Excerpt to read:
-=-=-=-=-

ROMANS: U.S. futures are higher again right now. The S&P 500 had a record high yesterday. The 26th record high close this year. The S&P, that's the index most likely to reflect the stocks in your 401(k). It's up 7 percent this January.
And Poppy, a big mover this morning. Facebook. Facebook is up more 6 percent right now in premarket trading.
ROMANS: That will be -- that'll be a record high if it opens there.
ROMANS: It reported strong second quarter earnings, a huge growth in mobile ad revenue. And this is a story Poppy is uncovering a lot. General Motors.
ROMANS: You're going to get earnings from General Motors today, in just a few hours.
Yesterday, GM announced it was recalling more than 700,000 cars and trucks for a whole bunch of different issues. That's 30 million vehicles this year recalled. That's a record. The cost of the recalls in the second quarter will be at least $700 million.
We've also got a -- it's going to give an estimate for the total of the settlements with the victims of the botched ignition switch tied to at least 13 deaths. And that's an important number.

-=-=-=-=-

Entries excerpted from a collection:
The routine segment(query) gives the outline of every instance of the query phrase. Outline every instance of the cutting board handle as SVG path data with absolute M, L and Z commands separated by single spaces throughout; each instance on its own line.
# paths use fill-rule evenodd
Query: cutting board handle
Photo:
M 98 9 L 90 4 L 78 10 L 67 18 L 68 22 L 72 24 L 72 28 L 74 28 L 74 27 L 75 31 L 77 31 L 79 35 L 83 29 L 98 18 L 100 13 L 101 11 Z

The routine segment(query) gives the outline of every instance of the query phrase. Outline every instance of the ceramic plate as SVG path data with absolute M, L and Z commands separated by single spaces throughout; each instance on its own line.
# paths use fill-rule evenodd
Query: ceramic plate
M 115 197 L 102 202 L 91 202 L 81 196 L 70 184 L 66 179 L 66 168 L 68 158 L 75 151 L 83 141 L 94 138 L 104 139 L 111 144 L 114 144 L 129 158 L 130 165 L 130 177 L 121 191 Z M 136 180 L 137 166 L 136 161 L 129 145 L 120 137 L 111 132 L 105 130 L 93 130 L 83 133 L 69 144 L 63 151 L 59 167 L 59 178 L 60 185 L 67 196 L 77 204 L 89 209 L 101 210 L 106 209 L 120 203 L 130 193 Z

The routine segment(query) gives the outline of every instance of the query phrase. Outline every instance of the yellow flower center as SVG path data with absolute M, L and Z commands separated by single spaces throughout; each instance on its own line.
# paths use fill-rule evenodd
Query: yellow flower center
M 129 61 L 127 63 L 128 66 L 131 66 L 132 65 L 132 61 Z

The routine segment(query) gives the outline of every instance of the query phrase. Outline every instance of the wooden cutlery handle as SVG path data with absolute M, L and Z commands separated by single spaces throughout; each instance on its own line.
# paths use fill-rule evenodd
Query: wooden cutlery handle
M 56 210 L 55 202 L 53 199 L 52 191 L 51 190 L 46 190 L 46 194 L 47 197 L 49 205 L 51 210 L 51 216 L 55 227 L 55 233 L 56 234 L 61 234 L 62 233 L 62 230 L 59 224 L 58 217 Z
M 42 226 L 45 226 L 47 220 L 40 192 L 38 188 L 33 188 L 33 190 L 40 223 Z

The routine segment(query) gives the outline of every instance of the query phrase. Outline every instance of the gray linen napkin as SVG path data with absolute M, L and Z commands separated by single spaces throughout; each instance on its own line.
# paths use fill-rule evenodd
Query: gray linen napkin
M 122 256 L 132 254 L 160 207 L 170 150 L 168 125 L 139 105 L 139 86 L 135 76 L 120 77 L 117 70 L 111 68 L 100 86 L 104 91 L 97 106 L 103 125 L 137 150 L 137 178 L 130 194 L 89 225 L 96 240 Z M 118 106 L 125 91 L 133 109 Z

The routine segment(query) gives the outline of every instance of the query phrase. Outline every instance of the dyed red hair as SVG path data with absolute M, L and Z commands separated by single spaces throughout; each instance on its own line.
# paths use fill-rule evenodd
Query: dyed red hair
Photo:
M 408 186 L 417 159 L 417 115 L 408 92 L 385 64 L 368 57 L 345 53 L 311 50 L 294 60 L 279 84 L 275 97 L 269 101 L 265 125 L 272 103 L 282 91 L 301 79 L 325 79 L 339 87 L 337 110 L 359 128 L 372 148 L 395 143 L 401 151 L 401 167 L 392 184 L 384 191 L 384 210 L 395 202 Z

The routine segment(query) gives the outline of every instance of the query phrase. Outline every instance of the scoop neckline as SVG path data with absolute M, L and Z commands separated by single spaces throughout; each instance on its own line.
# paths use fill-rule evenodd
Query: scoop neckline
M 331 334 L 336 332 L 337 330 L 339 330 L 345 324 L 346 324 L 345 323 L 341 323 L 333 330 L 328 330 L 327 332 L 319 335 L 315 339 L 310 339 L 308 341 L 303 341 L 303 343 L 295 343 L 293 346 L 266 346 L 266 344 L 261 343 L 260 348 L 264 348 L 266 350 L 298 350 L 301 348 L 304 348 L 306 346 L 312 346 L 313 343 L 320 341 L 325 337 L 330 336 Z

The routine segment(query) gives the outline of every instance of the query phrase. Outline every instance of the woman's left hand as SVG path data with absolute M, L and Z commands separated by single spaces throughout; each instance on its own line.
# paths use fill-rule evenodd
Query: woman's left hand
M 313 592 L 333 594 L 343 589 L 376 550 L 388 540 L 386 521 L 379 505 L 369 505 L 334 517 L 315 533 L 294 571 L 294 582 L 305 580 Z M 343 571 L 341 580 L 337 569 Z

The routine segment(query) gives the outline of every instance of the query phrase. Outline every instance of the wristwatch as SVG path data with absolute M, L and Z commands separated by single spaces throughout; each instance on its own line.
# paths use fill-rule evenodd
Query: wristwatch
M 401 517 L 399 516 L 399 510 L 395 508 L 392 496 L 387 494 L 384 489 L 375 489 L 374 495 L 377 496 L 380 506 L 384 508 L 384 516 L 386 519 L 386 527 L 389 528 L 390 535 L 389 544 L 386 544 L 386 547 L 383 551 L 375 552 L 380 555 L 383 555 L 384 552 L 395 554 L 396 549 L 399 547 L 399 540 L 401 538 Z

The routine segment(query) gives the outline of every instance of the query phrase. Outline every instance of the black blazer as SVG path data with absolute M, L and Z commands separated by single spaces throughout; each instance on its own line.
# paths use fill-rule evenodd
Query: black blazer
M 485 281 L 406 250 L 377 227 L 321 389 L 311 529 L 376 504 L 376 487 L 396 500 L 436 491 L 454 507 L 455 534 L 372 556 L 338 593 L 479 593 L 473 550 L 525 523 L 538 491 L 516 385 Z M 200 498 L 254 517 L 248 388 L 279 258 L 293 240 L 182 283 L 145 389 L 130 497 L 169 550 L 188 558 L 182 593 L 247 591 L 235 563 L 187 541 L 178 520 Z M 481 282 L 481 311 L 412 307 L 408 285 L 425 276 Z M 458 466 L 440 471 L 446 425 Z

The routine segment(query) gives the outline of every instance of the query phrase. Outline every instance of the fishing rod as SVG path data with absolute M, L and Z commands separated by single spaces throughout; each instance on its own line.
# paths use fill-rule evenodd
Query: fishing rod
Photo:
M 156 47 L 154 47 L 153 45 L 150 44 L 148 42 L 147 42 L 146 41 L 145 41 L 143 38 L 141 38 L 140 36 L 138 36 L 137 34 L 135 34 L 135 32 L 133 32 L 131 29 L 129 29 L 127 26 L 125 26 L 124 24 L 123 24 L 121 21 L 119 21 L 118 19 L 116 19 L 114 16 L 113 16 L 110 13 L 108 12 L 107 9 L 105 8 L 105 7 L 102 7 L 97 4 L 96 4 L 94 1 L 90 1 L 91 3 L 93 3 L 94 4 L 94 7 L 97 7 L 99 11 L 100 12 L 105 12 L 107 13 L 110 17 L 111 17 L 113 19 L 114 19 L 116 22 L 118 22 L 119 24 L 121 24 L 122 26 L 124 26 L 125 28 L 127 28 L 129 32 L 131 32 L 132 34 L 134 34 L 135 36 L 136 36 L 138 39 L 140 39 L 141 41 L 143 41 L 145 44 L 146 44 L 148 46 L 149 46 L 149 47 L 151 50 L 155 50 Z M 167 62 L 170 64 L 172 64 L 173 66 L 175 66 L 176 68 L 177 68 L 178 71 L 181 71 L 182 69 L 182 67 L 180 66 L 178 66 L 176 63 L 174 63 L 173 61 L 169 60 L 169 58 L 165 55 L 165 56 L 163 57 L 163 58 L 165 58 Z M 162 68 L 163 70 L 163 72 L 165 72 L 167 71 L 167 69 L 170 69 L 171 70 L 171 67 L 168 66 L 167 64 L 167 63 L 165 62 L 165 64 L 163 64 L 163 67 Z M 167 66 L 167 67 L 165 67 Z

-=-=-=-=-

List of tasks:
(1) Answer these questions using the business news transcript.
(a) How many record high closes has the S&P 500 had this year?
(b) How many vehicles has General Motors recalled this year?
(c) What will the recalls cost General Motors in the second quarter?
(2) Summarize the business news transcript in two sentences.
(3) Carry the business news transcript forward, starting after its last sentence.

List of answers:
(1)
(a) 26.
(b) 30 million.
(c) At least $700 million.

(2) U.S. futures are higher after the S&P 500 posted a record high close, and Facebook is rising in premarket trading after reporting strong second-quarter earnings with huge growth in mobile ad revenue. General Motors, which reports earnings today, announced a recall of more than 700,000 cars and trucks, bringing its recalls this year to a record 30 million vehicles at a second-quarter cost of at least $700 million.

(3)
HARLOW: That's a really important number, but, you know, all of the people that claimed that their loved ones died or they were severely injured in these crashes aren't even filing for compensation to the victims' plan until August 1st.
HARLOW: So this is going to be an estimate. But, I mean, overall, this is going to be in the billions of dollars.
HARLOW: The cost of the recalls, the legal fees and then these settlements.
ROMANS: I know. The year of the recall for General Motors.
ROMANS: And still a lot of work for Mary Barra, the CEO, to do to --
HARLOW: Sure. Sure.
ROMANS: -- assuage the concerns of --
HARLOW: But at least they're recalling cars with any issues now.
HARLOW: That's what you want. I think people think recall is a bad thing. Recall is a good thing. You just have to do it right away.
ROMANS: Exactly right. Yes, not 10 years later.
ROMANS: Meantime, McDonald's, McDonald's standing by the supplier that sold it rotten meat. An American known food plant in Shanghai accused of selling out-of-date and unsanitary meat. Big named clients like KFC, Pizza Hut, Starbucks, Burger King, you know all of these names. They are cutting ties to that company. But McDonald's says it will continue to use that supplier in Shanghai, shifting its business to another facility.
Now this food scandal hasn't affected food at locations in the United States but it is the most recent in a series since maybe 2008. There have been a series of this food safety, product safety scandals coming from China. Remember the pet food debacle?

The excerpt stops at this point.